## Task to carry out
Return exactly the lines from the one containing "point: white painted" through the last line of the records below, both included, and leave out any pictures.

## Given data
────────

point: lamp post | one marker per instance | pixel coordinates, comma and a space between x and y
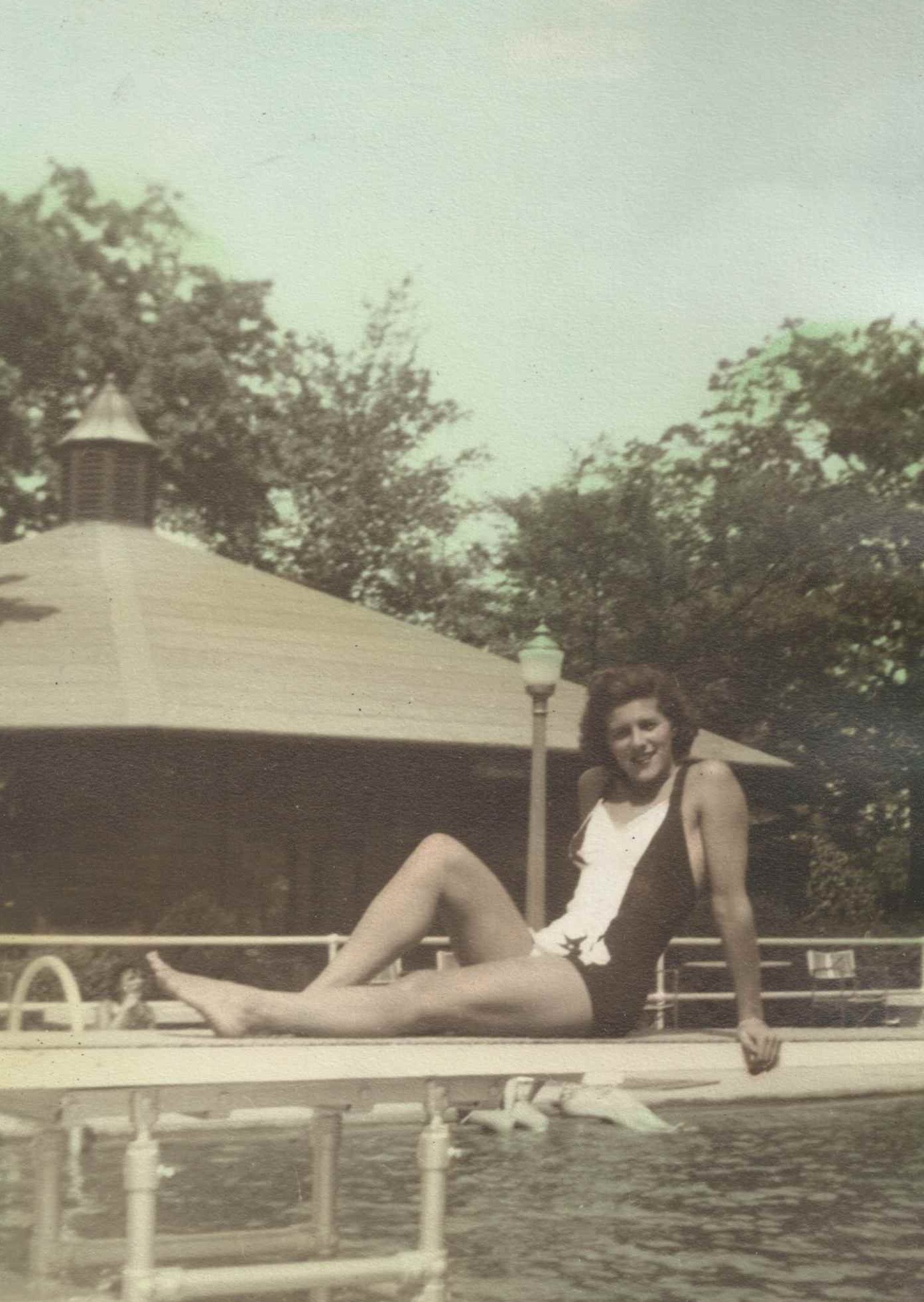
541, 665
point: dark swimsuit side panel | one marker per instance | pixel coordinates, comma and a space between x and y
657, 901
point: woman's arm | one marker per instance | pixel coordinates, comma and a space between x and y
722, 820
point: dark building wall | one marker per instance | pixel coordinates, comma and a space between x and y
113, 834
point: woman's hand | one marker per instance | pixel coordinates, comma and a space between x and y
760, 1046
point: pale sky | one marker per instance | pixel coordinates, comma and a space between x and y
596, 198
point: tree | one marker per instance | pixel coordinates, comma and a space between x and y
771, 554
277, 452
89, 288
365, 512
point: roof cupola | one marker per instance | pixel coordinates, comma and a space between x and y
108, 464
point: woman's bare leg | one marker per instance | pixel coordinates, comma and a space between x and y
499, 990
509, 996
440, 881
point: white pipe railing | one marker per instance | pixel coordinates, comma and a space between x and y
332, 942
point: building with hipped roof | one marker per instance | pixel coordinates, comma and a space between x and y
176, 724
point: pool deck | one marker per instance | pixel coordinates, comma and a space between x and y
815, 1063
90, 1073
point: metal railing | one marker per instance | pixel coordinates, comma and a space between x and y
660, 999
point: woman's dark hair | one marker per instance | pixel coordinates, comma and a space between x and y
611, 688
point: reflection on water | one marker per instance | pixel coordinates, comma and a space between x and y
790, 1203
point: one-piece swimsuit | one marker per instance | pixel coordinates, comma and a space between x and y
655, 905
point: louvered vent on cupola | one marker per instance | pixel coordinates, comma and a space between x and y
108, 464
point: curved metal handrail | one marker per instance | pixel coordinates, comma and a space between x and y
72, 991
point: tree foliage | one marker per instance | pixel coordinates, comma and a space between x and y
279, 452
771, 554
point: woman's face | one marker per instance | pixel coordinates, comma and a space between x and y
641, 741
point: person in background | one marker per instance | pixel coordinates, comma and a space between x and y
127, 1009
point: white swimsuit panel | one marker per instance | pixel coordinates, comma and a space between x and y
608, 857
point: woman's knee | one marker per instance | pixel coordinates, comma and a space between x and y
418, 1004
443, 856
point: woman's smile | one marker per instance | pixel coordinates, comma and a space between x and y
641, 741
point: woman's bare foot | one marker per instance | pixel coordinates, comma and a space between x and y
227, 1007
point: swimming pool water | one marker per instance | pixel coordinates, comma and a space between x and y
773, 1203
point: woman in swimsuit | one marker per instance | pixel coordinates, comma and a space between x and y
656, 831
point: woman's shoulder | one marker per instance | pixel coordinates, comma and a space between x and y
711, 783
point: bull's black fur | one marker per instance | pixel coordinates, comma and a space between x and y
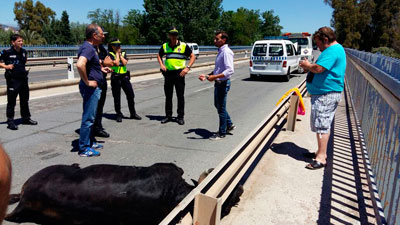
102, 195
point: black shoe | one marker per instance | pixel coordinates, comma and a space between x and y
29, 122
217, 137
136, 117
101, 133
119, 118
166, 120
12, 125
231, 128
180, 121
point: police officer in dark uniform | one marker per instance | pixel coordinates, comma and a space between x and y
105, 61
174, 70
17, 81
120, 79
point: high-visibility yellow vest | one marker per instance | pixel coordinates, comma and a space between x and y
118, 69
175, 57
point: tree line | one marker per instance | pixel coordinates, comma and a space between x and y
370, 25
197, 21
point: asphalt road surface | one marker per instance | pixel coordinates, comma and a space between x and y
47, 73
145, 142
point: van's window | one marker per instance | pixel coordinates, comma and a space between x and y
300, 41
289, 50
260, 50
275, 50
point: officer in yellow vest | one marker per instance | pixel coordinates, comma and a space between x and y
174, 70
120, 78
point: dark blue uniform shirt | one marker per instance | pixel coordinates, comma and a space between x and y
11, 56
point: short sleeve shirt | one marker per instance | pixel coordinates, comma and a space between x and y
113, 58
333, 59
187, 53
93, 67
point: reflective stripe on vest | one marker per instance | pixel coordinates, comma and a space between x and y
175, 58
119, 69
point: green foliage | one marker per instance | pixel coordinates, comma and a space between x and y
270, 26
196, 20
58, 31
364, 24
77, 33
32, 37
32, 16
109, 19
386, 51
5, 37
246, 26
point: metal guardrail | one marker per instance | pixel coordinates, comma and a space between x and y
72, 50
375, 94
209, 196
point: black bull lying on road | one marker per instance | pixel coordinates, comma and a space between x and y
103, 194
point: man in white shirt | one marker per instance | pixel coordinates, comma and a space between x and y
221, 75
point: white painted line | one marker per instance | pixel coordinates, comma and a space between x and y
202, 89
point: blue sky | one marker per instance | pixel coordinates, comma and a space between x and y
295, 15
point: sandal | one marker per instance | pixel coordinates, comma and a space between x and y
315, 165
310, 155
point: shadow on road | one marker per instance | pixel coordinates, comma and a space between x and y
203, 133
292, 150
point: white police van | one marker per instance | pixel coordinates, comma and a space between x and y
274, 57
195, 49
304, 40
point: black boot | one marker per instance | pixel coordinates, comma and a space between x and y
11, 125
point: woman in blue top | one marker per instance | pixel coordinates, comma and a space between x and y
325, 82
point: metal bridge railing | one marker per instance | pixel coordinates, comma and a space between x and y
374, 85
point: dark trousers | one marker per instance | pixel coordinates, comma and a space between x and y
171, 79
119, 81
100, 106
220, 95
17, 87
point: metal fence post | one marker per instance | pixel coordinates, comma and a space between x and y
71, 74
292, 116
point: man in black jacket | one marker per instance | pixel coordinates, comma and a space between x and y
14, 60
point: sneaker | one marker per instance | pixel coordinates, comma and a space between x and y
89, 152
217, 137
119, 118
11, 125
180, 121
231, 128
135, 117
166, 120
97, 146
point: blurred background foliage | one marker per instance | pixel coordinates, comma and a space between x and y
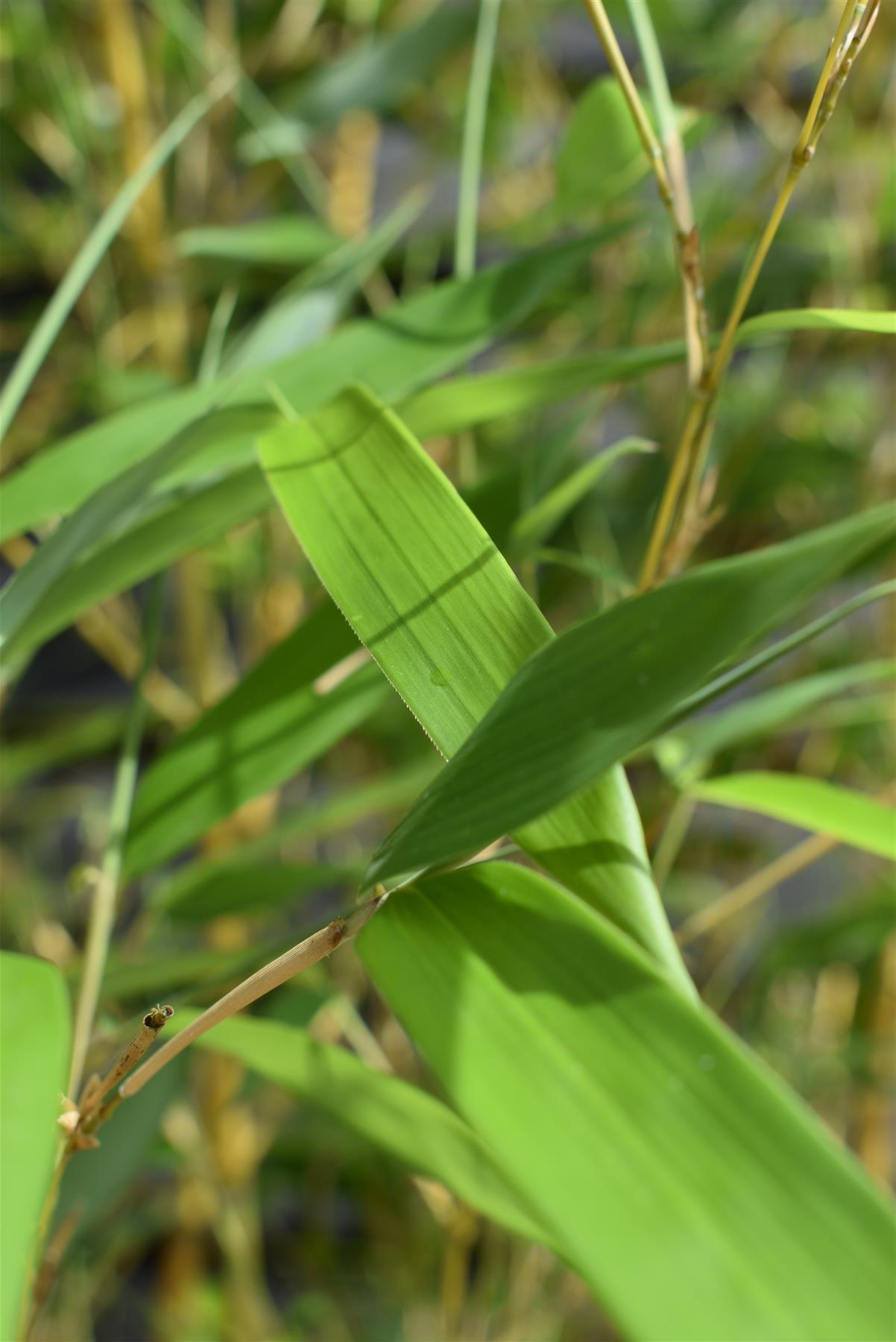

────────

## Complete answer
point: white painted line | one marker per instance | pixel coordinates, comma and a space between x and y
202, 89
point: blue sky | one marker per instance | pixel coordinates, comma and a space between x and y
295, 15
point: sandal | one marker per instance | pixel coordinates, comma and a space between x and y
315, 165
310, 155
point: shadow on road | one marker per instance | pixel coordinates, comma and a space between x and y
203, 133
292, 150
point: white police van | one marker per instance | pixel coordinates, comma and a space between x and y
274, 57
195, 49
304, 40
point: black boot | one marker per instance | pixel coordinates, comma and a space between x and y
11, 125
point: woman in blue top | one marker per instance | pixel coordinates, comma and a space between x and y
325, 82
point: metal bridge railing | one marker per instance | pixel coordinates, comma and a space between x and y
374, 85
point: dark trousers | one marker per instance | pixel coordinates, comma and a space between x and y
171, 79
119, 81
100, 106
220, 95
17, 87
point: metal fence post | one marker per instance | pixel coordinates, comma and a space between x and y
71, 74
292, 116
point: man in black jacket | one marker per instance | pixel coordinates, comma and a space between x and y
14, 60
point: sneaker | one marker per instance | pixel coordinates, comma and a space between x and y
89, 152
217, 137
119, 118
11, 125
180, 121
231, 128
135, 117
166, 120
97, 146
point: blurred background foliage | one marker per instance | pixel coordinates, comma and a space between x and y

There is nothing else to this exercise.